* [Reading passage]:
And way, way out in front this year was Roganic. Their potato & buttermilk, pumpernickel and spelt & wholemeal rolls with home-made salted butter was easily the best we've had all year and we ended up kicking ourselves for not taking some home in a doggy bag when we left the restaurant. The presentation of the whipped butter smeared on a stone handpicked by chef Ben Spalding made it even better and it was salted to perfection. Of course there are a lot of reasons to go to Roganic, but they had us at the bread.
Every year, we find a new restaurant or two that we take to so much it moves from our 'one to try' list to our smallish but perfectly formed favourites list. This year the first (and best) to reach that status was Opera Tavern. From our first visit where we encountered the mini Iberico pork and foie gras sliders that caused a sensation when it first opened, to return visits to try the crispy pigs ears and Jamón Ibérico de Bellota that literally melted away in front of our eyes in the heat of the dining room we've loved pretty much everything we've eaten here. There's a real passion to what's going on the plate here and it won't hurt your wallet (too much).
We have also spent many an happy hour this in the Riding House Cafe, a place that has singlehandedly revitalised the area north of Oxford Circus and whose artichoke puree is to die for.
An instant hit the moment it opened, Duck Soup quickly became the place everyone wanted to squeeze into - on the Friday lunchtime Hot Dinners tried it, we were cheek by jowel with Bloomberg’s Richard Vines and chef Stevie Parle with Bar Chick scoffing in the window table and Wahaca’s Thomasina Miers passing us on the way in as we left.
A month or so later it hit the headlines again when chef Alexis Gauthier, taking advantage of diners' proximity to each other, live-tweeted his meal there whilst earwigging on the Telegraph and Independent’s critics who happened to be having lunch there at the same time.
Of course none of this would matter if the food didn't live up to expectations. Happily we found that it did - and was reasonably priced to boot.

* [Problems]:
a) Quote the stretch of the restaurant review from "An instant hit" through "as we left.".
b) Please answer these questions about the restaurant review, each on its own line:
(i) Which chef handpicked the stone used to present the whipped butter?
(ii) Which restaurant was the first to make the favorites list this year?
(iii) Which chef live-tweeted his meal at Duck Soup?
c) Translate this sentence from the restaurant review into Spanish: "Of course none of this would matter if the food didn't live up to expectations."
The lines that come next are separate material and have no connection to the restaurant review.

* [Available data]:
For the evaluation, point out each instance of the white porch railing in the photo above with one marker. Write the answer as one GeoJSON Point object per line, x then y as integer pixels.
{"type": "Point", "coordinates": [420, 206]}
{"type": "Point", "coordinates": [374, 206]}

* [Solved tasks]:
a)
An instant hit the moment it opened, Duck Soup quickly became the place everyone wanted to squeeze into - on the Friday lunchtime Hot Dinners tried it, we were cheek by jowel with Bloomberg’s Richard Vines and chef Stevie Parle with Bar Chick scoffing in the window table and Wahaca’s Thomasina Miers passing us on the way in as we left.

b)
(i) Ben Spalding
(ii) Opera Tavern
(iii) Alexis Gauthier

c) Por supuesto, nada de esto importaría si la comida no estuviera a la altura de las expectativas.